§ GIVEN EXERCISE
Starting at the line that contains "Task: where can the central", print every remaining line of the entries, unchanged, and output nothing more.

§ RECORDS PROVIDED
┌──
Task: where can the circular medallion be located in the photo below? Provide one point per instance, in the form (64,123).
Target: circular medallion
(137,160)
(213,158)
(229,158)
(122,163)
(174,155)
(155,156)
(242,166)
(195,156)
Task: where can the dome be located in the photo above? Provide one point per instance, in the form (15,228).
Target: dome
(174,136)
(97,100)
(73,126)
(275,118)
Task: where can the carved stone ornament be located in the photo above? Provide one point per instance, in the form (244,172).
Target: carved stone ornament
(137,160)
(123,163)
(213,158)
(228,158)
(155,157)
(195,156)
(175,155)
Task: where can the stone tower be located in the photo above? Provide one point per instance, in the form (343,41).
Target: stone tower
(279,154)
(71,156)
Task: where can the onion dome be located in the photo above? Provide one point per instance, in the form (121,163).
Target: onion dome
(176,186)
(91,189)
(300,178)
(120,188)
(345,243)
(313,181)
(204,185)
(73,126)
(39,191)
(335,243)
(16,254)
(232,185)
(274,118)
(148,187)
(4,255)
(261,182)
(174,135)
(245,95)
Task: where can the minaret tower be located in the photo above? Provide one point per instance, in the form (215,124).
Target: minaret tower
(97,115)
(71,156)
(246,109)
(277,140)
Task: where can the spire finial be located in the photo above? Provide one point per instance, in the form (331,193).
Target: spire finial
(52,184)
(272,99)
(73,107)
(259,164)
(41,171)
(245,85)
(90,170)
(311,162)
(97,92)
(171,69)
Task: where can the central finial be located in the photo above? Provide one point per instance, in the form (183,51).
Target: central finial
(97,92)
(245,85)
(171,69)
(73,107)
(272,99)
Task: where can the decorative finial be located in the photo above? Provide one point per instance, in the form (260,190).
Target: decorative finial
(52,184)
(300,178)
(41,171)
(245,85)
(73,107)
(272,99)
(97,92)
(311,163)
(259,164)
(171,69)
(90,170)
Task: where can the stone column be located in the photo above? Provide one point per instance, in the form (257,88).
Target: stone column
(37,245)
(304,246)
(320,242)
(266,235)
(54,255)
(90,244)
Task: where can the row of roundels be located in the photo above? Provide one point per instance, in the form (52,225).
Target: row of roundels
└──
§ FINISHED EXERCISE
Task: where can the central finial be located in the photo above? Provide one point per instance, in the form (183,51).
Target: central finial
(97,92)
(245,85)
(171,69)
(73,107)
(272,99)
Task: where can the decorative finial be located in the photo above? Provide one point per instance, in the form (260,190).
Target: decorative finial
(52,184)
(300,178)
(41,171)
(245,85)
(73,107)
(272,99)
(97,92)
(311,163)
(259,164)
(171,69)
(90,170)
Task: where can the stone column be located in the photo above? Provide one point per instance, in the form (257,88).
Target: stone column
(37,245)
(304,246)
(320,242)
(266,235)
(54,255)
(90,244)
Task: where can the row of roundels be located in the photo above? Provide one point per instance, in the form (52,225).
Target: row of roundels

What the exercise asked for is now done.